== LISTED ENTRIES ==

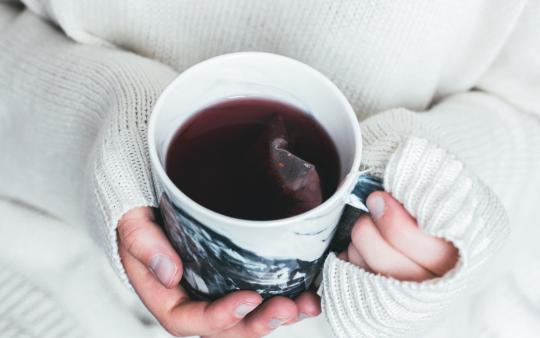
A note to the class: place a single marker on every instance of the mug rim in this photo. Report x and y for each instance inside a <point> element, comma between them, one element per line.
<point>343,188</point>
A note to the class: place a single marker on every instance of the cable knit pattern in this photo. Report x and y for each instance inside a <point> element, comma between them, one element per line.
<point>447,202</point>
<point>87,142</point>
<point>463,144</point>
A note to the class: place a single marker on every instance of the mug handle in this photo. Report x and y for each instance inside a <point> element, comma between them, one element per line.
<point>355,207</point>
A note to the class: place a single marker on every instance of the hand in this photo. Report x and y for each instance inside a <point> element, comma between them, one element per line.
<point>391,244</point>
<point>155,270</point>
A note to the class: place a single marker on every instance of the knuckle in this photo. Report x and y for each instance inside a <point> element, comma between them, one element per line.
<point>172,331</point>
<point>361,229</point>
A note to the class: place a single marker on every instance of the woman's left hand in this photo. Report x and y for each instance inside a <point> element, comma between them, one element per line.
<point>389,242</point>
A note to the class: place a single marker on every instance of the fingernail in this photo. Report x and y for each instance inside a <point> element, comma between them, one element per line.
<point>376,206</point>
<point>243,309</point>
<point>302,316</point>
<point>163,268</point>
<point>276,322</point>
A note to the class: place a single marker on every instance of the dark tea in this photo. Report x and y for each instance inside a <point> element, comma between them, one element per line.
<point>254,159</point>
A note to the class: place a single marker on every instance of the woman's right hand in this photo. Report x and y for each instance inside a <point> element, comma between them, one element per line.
<point>155,270</point>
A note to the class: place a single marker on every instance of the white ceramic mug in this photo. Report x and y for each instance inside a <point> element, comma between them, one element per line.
<point>220,253</point>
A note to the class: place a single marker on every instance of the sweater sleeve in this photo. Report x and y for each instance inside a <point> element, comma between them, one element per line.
<point>73,125</point>
<point>459,169</point>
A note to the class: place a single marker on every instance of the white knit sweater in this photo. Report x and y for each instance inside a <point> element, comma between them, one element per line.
<point>447,92</point>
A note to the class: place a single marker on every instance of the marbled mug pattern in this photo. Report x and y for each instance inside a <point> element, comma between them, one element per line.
<point>214,265</point>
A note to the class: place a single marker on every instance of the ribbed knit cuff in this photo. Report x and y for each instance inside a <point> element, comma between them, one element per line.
<point>447,202</point>
<point>119,169</point>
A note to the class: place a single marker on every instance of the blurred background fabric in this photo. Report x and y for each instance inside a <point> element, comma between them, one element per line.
<point>53,276</point>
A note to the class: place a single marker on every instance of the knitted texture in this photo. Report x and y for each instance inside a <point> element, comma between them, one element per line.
<point>448,203</point>
<point>73,116</point>
<point>29,311</point>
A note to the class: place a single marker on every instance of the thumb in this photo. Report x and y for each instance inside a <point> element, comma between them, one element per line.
<point>142,238</point>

===

Set the records down again exactly, and omit any picture in them.

> _ANSWER SECTION_
A note to the class: place a single marker on every instance of the mug rim in this photo. Report x and y for each instance inside a <point> element, comma between them, one element per line.
<point>343,188</point>
A note to the class: place a single marker on every instance of the cable knit pattern in this photo. Report x and y for each instance inside a <point> element, comma between them, one element per line.
<point>447,202</point>
<point>87,142</point>
<point>463,144</point>
A note to the class: place a single marker on every instance of the mug handle in this photo. Report x and y for each instance inside a <point> element, comma between them, one element per line.
<point>355,207</point>
A note to the class: place a single marker on every instance of the hand in this photo. Report x and y for each instance inside a <point> element, comma between them, one element per line.
<point>391,244</point>
<point>155,270</point>
A note to the class: place a single marker on every instance of the knuckle in this photo. Report x and y for each instance inside a <point> element, comma between them, one element per line.
<point>172,331</point>
<point>361,229</point>
A note to the class: place a single marker on every instance of the woman's left hand in this photo. Report x and y for each instance inside a <point> element, comma between them, one element per line.
<point>389,242</point>
A note to the class: place a single marker on every instance of the fingernail in this photo. Report x and y for each instance inside a <point> element, comma between them, one element per line.
<point>376,206</point>
<point>243,309</point>
<point>302,316</point>
<point>163,268</point>
<point>276,322</point>
A note to the class: place a single marker on every instance of the dark tea in this photo. Report x and y for each instance inside a <point> element, comma between them, one element per line.
<point>254,159</point>
A note to the class: place a single marker on every instance of the woman's right hand in this photo. Report x and y for each instance inside a <point> element, comma between them, one element per line.
<point>155,270</point>
A note to the class: place a single marker on every instance of the white ceramic mug in this photo. Report x and y for each instance inside a <point> element, comma between them, one element per line.
<point>220,253</point>
A note to the class: place a single marker on every instance of the sweater sleeve in this photo. Report x and y for each instance inside a <point> element, comma between them, one element per line.
<point>73,125</point>
<point>459,169</point>
A note to the class: place a single marker on every instance of the white knit sweater in this photo. Report x and y for each instance inside a <point> element, comma between them, one element per line.
<point>447,92</point>
A note to the class: place a single marker on every instance of the marbled mug pattern in this photo. Report x and y for each instance inside a <point> element, comma between them, one element per line.
<point>214,265</point>
A note to the class: place a single marker on every instance of the ribbed knit cuff in this photo. Report x and y for each instance inside a <point> element, comma between them, one element per line.
<point>447,202</point>
<point>119,169</point>
A note to the class: place a single marker on every instance of the blurred background fabric in this photo. Report x and y for each instance inside a <point> element, comma between them, one element per line.
<point>53,276</point>
A note to the class: place a single marker on every instance of the knitted texture in this photo. Report x and y for each instance inside a <point> element, comma between them, one element per line.
<point>448,203</point>
<point>73,116</point>
<point>29,311</point>
A note to the class: place a single marker on every instance of the thumb in this photo. Report x and y for each instance inside a <point> element, comma between them, one element per line.
<point>142,238</point>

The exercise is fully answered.